Given task: Rewrite the lines below, starting at the line that contains "the silver sedan" and ending with the final line, replacing "Query" with "Target" and changing nothing else.

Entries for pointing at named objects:
----------
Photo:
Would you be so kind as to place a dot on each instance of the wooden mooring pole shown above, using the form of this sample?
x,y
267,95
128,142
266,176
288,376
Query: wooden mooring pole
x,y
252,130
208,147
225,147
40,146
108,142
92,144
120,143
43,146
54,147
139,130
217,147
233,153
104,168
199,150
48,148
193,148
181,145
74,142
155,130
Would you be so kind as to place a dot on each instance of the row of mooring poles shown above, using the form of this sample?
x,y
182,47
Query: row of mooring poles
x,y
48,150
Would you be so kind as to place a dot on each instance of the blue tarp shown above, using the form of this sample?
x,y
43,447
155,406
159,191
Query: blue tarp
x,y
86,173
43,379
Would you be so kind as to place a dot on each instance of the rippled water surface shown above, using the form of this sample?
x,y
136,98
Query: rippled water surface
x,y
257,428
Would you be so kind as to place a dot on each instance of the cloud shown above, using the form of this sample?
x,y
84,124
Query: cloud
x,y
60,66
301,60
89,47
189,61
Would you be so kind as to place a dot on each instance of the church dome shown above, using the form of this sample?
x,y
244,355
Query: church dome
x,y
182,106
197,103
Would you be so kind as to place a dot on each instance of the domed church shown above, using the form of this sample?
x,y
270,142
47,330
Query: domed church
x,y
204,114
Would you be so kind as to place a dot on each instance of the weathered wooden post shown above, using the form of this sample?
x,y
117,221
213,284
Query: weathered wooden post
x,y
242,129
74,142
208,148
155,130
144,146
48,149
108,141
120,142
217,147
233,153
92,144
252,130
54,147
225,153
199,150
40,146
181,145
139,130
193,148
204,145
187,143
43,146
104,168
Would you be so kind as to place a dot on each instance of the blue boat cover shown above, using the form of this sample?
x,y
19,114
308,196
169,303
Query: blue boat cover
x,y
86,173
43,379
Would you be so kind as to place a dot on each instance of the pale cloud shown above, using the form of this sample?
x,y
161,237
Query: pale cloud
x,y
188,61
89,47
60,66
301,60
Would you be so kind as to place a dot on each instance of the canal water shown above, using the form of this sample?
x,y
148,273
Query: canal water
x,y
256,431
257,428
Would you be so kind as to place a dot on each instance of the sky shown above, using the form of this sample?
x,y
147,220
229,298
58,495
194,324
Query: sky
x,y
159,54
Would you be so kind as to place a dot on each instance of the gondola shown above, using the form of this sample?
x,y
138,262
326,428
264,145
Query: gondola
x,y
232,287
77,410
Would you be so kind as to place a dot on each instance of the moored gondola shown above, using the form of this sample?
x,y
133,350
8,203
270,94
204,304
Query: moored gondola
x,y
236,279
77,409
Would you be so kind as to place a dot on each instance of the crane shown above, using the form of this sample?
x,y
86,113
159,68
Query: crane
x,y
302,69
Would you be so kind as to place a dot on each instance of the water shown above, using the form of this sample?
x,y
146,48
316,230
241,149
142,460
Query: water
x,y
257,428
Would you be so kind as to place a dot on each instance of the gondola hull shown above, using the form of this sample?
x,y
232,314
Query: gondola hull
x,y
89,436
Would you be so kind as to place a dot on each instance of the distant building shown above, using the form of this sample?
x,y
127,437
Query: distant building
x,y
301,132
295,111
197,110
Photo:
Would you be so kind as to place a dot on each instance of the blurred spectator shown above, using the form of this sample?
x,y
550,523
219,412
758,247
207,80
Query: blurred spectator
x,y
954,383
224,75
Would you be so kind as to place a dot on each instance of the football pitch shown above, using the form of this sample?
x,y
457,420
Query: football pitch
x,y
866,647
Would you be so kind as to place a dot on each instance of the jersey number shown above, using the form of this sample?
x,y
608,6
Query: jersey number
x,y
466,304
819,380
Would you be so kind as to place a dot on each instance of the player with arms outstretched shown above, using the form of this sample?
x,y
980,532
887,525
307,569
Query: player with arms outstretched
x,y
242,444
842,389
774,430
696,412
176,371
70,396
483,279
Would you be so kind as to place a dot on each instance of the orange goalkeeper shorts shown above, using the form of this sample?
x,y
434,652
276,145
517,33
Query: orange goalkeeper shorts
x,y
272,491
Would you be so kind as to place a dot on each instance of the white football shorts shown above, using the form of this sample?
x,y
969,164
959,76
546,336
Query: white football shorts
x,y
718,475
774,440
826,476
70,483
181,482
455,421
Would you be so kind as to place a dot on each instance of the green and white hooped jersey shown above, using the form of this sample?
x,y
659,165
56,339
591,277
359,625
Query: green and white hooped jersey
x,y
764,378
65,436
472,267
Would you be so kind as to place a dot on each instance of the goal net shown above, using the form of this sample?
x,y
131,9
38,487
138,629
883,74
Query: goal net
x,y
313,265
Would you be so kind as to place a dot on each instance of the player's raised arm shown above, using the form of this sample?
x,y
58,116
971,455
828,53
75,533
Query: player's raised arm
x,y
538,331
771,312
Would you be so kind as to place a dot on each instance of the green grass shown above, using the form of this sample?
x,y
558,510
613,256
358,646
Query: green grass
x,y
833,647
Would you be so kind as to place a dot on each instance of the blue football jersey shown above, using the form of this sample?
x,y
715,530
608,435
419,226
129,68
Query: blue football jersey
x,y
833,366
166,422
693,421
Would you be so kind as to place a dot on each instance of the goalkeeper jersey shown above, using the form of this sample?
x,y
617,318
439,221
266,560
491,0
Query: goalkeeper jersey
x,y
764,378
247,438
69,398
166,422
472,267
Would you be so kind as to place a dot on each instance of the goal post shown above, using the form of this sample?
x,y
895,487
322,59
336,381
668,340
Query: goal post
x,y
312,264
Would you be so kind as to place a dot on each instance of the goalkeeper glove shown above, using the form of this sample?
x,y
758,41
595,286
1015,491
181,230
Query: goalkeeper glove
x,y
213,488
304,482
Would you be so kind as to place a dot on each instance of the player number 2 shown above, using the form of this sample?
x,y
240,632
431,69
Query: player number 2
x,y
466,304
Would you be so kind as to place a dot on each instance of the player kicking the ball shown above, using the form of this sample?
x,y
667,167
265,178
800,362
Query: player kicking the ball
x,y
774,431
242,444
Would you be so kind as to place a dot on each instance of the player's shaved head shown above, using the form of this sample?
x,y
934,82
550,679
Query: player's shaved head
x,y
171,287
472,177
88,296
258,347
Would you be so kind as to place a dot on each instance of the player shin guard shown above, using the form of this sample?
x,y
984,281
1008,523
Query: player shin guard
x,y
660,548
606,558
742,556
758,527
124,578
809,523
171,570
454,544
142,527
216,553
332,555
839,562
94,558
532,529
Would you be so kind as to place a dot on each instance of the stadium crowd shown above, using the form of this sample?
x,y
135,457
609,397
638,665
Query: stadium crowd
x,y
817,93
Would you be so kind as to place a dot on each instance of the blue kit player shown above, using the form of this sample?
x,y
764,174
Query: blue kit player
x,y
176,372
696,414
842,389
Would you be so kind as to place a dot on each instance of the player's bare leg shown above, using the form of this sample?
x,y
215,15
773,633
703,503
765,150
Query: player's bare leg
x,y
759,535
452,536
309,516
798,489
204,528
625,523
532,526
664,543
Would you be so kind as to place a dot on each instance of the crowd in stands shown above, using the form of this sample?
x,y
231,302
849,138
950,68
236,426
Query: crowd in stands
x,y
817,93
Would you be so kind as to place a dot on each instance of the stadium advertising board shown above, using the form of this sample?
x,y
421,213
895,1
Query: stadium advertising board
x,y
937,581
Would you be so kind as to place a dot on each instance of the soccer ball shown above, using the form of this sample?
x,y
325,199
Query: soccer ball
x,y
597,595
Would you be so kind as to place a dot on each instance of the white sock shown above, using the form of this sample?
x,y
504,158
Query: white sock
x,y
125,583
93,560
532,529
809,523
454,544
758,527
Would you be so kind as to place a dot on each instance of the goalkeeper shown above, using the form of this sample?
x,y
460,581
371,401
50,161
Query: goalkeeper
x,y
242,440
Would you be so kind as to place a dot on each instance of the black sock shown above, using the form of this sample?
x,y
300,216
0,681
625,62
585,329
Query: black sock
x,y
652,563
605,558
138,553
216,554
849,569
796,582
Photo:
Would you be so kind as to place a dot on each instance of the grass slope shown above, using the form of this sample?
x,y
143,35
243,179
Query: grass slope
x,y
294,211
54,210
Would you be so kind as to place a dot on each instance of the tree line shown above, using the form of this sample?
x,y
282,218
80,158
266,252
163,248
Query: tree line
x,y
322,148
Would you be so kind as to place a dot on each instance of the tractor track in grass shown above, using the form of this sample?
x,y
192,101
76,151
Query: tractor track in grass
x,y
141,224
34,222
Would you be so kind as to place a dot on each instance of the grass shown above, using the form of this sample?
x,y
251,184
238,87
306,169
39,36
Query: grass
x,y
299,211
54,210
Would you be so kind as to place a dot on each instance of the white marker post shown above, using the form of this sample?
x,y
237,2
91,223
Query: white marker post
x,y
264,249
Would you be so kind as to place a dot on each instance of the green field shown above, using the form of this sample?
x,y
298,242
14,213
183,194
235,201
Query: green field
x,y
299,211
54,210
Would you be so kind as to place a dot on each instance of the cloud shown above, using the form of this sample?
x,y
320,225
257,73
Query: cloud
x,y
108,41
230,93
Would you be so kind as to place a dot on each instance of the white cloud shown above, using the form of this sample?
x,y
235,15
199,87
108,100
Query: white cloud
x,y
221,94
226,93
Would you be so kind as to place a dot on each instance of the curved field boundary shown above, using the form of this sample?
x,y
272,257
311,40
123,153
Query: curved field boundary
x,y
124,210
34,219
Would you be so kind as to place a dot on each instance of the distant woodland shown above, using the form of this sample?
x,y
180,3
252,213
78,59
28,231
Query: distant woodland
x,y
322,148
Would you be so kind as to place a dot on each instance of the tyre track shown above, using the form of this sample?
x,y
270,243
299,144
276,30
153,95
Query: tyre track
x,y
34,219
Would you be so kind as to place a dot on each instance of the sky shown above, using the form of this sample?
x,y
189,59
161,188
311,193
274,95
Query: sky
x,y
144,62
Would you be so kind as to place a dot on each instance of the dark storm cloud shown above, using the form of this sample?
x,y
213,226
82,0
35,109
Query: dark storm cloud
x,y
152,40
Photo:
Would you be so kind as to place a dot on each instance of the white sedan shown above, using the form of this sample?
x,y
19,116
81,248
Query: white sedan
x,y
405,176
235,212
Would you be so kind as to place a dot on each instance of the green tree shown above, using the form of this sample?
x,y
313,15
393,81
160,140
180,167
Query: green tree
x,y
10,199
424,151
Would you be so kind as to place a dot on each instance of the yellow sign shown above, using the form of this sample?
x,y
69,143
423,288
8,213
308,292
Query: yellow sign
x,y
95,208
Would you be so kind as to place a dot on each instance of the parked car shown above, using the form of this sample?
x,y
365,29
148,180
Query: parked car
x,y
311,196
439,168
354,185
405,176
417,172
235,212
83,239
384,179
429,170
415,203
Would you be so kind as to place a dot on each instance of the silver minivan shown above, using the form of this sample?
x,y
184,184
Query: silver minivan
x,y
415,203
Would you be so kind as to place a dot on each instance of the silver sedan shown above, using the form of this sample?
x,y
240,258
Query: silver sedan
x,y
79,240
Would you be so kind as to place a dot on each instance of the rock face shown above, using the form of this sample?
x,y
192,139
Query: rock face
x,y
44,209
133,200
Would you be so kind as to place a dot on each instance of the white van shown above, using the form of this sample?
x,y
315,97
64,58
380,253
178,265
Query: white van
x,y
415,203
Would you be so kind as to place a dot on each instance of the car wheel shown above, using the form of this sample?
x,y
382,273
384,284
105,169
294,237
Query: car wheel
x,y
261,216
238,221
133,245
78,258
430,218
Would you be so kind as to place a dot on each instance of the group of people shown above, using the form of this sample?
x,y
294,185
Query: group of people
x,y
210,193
----------
Final result:
Would you be so kind as to place a dot on each instance of the silver sedan shown above, using the form of this sample?
x,y
240,258
Target: silver sedan
x,y
79,240
Would you be so kind as to place a dot on each instance of the rock face shown above, using the form of this sample?
x,y
192,139
Target: rock face
x,y
44,209
133,200
Would you be so kind as to place a dot on each instance of the white van shown above, using the form of this sample?
x,y
315,97
64,58
380,253
178,265
Target: white van
x,y
415,203
Would you be so kind as to place a dot on each instance of the car wheel shown above, using the form of this sample?
x,y
382,273
384,284
105,169
294,237
Target: car wheel
x,y
261,216
238,221
133,245
78,258
430,218
Would you be so kind as to place a dot on each instance of the group of people shown above, using the form of this sample?
x,y
294,185
Target: group of people
x,y
210,193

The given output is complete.